TRY IT
In this exercise, the data must be written out exactly.

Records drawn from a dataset
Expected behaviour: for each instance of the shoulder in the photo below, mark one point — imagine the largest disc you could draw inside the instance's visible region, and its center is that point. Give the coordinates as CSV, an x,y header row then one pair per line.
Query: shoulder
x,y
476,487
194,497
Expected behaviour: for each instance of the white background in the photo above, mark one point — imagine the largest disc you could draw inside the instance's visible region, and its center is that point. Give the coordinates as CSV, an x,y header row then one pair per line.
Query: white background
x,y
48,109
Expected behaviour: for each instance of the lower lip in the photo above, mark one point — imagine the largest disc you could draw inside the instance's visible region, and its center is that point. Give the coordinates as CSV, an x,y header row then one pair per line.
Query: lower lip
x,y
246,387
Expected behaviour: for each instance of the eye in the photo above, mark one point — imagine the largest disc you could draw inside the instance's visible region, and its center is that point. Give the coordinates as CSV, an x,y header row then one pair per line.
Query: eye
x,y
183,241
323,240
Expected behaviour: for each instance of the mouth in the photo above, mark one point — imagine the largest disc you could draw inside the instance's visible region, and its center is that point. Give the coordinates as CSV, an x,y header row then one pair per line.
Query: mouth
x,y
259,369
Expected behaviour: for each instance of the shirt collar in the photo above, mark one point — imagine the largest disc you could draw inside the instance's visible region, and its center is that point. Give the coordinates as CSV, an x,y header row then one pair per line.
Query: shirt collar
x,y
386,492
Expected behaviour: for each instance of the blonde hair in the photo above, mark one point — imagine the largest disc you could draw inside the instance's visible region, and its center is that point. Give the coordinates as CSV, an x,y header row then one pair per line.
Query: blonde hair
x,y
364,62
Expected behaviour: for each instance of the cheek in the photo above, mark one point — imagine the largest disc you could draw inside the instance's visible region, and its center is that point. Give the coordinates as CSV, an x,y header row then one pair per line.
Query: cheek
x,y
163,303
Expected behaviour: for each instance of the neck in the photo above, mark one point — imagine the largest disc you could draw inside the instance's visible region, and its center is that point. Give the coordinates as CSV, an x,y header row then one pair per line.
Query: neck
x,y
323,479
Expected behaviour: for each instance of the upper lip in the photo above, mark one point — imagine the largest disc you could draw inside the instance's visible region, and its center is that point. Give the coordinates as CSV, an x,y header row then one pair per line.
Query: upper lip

RESPONSE TO THE TASK
Expected behaviour: for each instance of the shoulder in the photo below, mark one point — imagine the largest disc you could draw inside the instance's visible region, and its center is that point. Give the coordinates as CSV, an x,y header row then one pair per line.
Query: shoulder
x,y
476,487
194,497
Expected behaviour: for each instance of the white background in the photo above, mark one point — imagine the largest disc you could draw inside the instance's visible region, and its center is that point. Give the coordinates as CSV, an x,y header row then one pair per line.
Query: white background
x,y
48,109
Expected behaviour: for each instance of the lower lip in the photo above, mark one point — imagine the largest disc you could draw inside the instance's visible region, and its center is that point. Give the coordinates as CSV, an x,y header row then one pair per line.
Query: lower lip
x,y
246,387
Expected behaviour: for each instance of the eye in the photo above, mark one point — imagine the largest disc you could draw inside the instance's visible region, and its center is that point. Give the coordinates as CSV, an x,y header row then one pair per line.
Query: eye
x,y
183,241
323,240
Expected behaviour: for each instance of the mouth in the photo above, mark one point — imagine the largest disc you could draw inside the instance's visible region, and its center is that point. Give the coordinates as CSV, an x,y header row then one pair per line.
Query: mouth
x,y
259,369
Expected behaviour: for each instance of the shirt collar in the photo above, mark one point — imagine the largest disc you could draw inside the instance's visible region, and its center is that point. Give the coordinates as CSV, an x,y header row then one pair per line.
Query: shirt collar
x,y
386,492
Expected behaviour: for each instance of the blonde hair in the photo above, mark one point — imagine the largest disc you could draw inside the instance's visible region, and its center is that point. Give the coordinates as CSV, an x,y header row then one pair per line.
Query: blonde hair
x,y
364,62
Expected behaviour: for each instance of the cheek in the photo above, mark one point — imagine the largest disc you could draw inside the instance's visible region, and its center is that point. Give the coordinates as CSV, an x,y header row then one pair per line.
Query: cheek
x,y
163,303
Expected behaviour: for each instance of the neck in the photo above, mark one point — imagine the largest disc you could draw inside the instance's visible region, and its center is that point. Give the coordinates as CSV, an x,y header row then one pair per line.
Query: neck
x,y
323,479
Expected behaviour: for each instance of the upper lip in the photo above, mark one point — imagine the largest disc you could draw inside the instance's visible region, and its center is that point. Give the coordinates as CSV, an x,y header row then one pair per line.
Query: upper lip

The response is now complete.